::: Text section

ABOUT SPAF

History

Launched in 2001, the Seoul Performing Arts Festival (SPAF) is Korea’s largest and oldest performing arts festival representing Korea. SPAF takes place annually on October, around the Daehakro area in Seoul. SPAF serves as a venue of communication for artists and audiences, offering a wide variety of programs including contemporary performances, the Creative Lab, workshops and forums.

Artistic Vision

SPAF is an international festival that introduces new trends of the contemporary performing arts while sharing the views and values of our times through the arts. In this regard, SPAF seeks mutual connection with a wider world, building on the locality of Seoul, Korea and Asia. By focusing on artists’ imagination and creativity, SPAF supports high-quality performances produced in and out of Korea that share new challenges and questions. In parallel, the Festival provides contemporary audiences with opportunities to experience and participate in different forms of the performing arts. SPAF also pursues and applies an “eco-friendly festival” by responding to the climate crisis with the diversity, inclusiveness and accessibility of the arts.

Curatorial Directions 2022-2026

In order to achieve its vision and mission to become an international performing arts festival sharing contemporary views and values of our times, SPAF 2022-2026 suggests three curatorial directions. Based on these directions, SPAF is willing to renew itself as a festival coexisting in harmony with the ecosystem of the performing arts.


1) New Narratives: We ask questions about the contemporary views of the arts based on changing values of our times. We are also ready to provide a venue for new discourses. We pursue diversity of the arts by paying attention to voices and narratives which may have gone unnoticed: women, gender, disability and aging.

2) Future of Art, Science and Technology and Posthumanism: We focus on how art meets with the innovation of technology and science. In this regard, we pursue new experiments and expansions. From the perspective of posthumanism, we turn to the environment and a new relationship between humans and nature.

3) Locality and Cross-locality: Building on the locality and context of Seoul, Korea and Asia, we explore again the locality of our times. In this way, we pursue the uniqueness of the local area and mutual connection with a wider world.

Four Goals of SPAF’s Action Plan

1. Art in response to the climate crisis: The Festival pursues not only art practices considering the environment but it also tries to find and apply different art practices and their roles in response to the climate change.

2. Different forms of accessibility in the arts: Based on accessibility, the Festival encourages more audiences with disabilities and carries out different, step-by-step programs offering accessibility.

3. Next Mobility for the arts: The Festival reflects on what changes have been made in the methods and forms of international mobility for artists and their works after the pandemic. We ask new questions about the internationalism and globalism of our times and ensure international mobility considering the environment.

::::::
::: Information provided

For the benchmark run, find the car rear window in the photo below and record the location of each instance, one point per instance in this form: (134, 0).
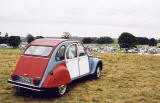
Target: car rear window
(38, 50)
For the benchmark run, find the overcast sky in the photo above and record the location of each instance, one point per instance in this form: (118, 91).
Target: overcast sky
(80, 17)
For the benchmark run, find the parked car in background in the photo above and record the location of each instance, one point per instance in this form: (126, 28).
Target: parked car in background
(53, 63)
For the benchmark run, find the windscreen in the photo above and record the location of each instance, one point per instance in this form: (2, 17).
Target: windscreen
(38, 50)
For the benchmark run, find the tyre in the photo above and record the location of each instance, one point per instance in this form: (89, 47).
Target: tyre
(61, 90)
(97, 73)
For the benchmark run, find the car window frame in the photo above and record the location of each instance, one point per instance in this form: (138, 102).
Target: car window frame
(68, 49)
(64, 53)
(85, 53)
(38, 55)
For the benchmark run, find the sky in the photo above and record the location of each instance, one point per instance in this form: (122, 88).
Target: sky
(85, 18)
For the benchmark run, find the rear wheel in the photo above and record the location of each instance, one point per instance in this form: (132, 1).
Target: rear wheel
(61, 90)
(97, 73)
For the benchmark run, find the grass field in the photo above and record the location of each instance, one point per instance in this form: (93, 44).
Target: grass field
(126, 78)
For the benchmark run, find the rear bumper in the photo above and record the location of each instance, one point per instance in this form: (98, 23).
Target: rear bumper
(26, 86)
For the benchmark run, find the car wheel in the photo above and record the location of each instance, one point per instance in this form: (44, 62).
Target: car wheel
(61, 90)
(98, 72)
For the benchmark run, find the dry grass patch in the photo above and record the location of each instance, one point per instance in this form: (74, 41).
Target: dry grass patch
(126, 78)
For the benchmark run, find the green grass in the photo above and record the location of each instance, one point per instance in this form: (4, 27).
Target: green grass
(126, 78)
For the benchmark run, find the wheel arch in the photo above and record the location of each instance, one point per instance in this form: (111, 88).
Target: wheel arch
(94, 62)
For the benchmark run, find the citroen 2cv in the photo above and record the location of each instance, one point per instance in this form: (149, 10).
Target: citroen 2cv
(53, 63)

::::::

## Tasks
a – In the SPAF text, rewrite the passage that begins at the words "2) Future of" and stops after "humans and nature.", substituting "advancement" for "innovation".
b – Under its first curatorial direction, which voices and narratives does the SPAF text say may have gone unnoticed?
c – Extend the SPAF text, continuing from its last sentence.

## Answers
a –
2) Future of Art, Science and Technology and Posthumanism: We focus on how art meets with the advancement of technology and science. In this regard, we pursue new experiments and expansions. From the perspective of posthumanism, we turn to the environment and a new relationship between humans and nature.

b – Women, gender, disability and aging.

c –
4. Making a healthy performing arts ecosystem based on cooperation: We restructure the roles of a performing arts festival in the changed performing arts ecosystem. We engage in cooperation that could help us grow with the public and private sectors, local area and international partners.

Kyu Choi

Artistic director of the Seoul Performing Arts Festival 2022-2026

Kyu Choi first met with the performing arts in the 1990s as he participated in different festivals, with an interest in the theatrical body (physicality), movements and materiality. Starting with the Chuncheon International Mime Festival in 1994, he served as the artistic director of different performing arts festivals such as the Ansan Street Arts Festival and the 2017-2018 Korea-UK Year of Cultural Exchanges. In this process, he focused on the spatial aspect of the arts, working on festivals based on site-specific performances and a city’s spatial and local aspects.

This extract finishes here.